• _Written instruction_:
Decide whether each statement agrees with the extract on the BNP in Burnley, answering yes or no and quoting the words of the extract that settle it: (a) The three new BNP councillors held their first press conference on a patch of wasteland in Burnley Wood. (b) The BNP's breakthrough centred on urban Burnley Wood. (c) The villages of Cliviger and Worsthorne normally voted Labour.

Bloody Nasty People: The Rise of Britain's Far Right by Daniel Trilling
Author:Daniel Trilling [Trilling, Daniel]
Language: eng
Format: epub
Publisher: Verso
Published: 2012-09-09T22:00:00+00:00
A few days after they were elected, Burnley’s three new BNP councillors – all local candidates, and none with easily identifiable roots in fascist politics – gave their first press conference. Choosing a patch of wasteland in the deprived ward of Burnley Wood, the image they put forward was that of ordinary Burnley folk, pushed into politics by Labour’s neglect of the town. ‘ “We’re just normal people”, say BNP trio’, ran the headline in the Burnley Express.28 One of the three, David Edwards, told the paper: ‘We are just normal people representing the normal people of Burnley. We work and have children.’
The press conference was a propaganda trick: the BNP’s breakthrough had not centred on urban Burnley Wood, but on the outlying villages of Cliviger and Worsthorne, which normally voted Tory. This was the only part of the borough that the minuscule local Conservative Party could usually consider a safe bet. Similarly, the areas of Gannow and Rosegrove, where the two other BNP councillors had been elected, were at the smarter end of working-class Burnley.

• _Data segment_:
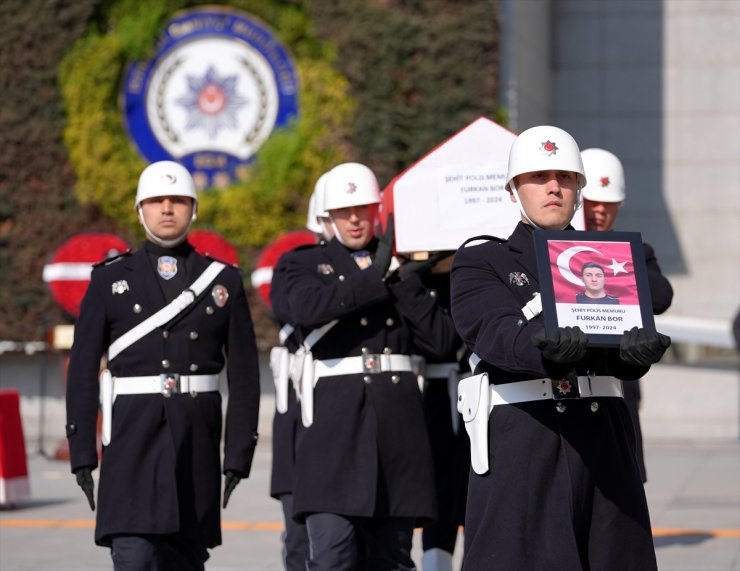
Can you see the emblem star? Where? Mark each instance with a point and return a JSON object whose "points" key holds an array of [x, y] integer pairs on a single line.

• _Complete answer_:
(a) Yes: "Choosing a patch of wasteland in the deprived ward of Burnley Wood"
(b) No: "the BNP’s breakthrough had not centred on urban Burnley Wood, but on the outlying villages of Cliviger and Worsthorne"
(c) No: "which normally voted Tory"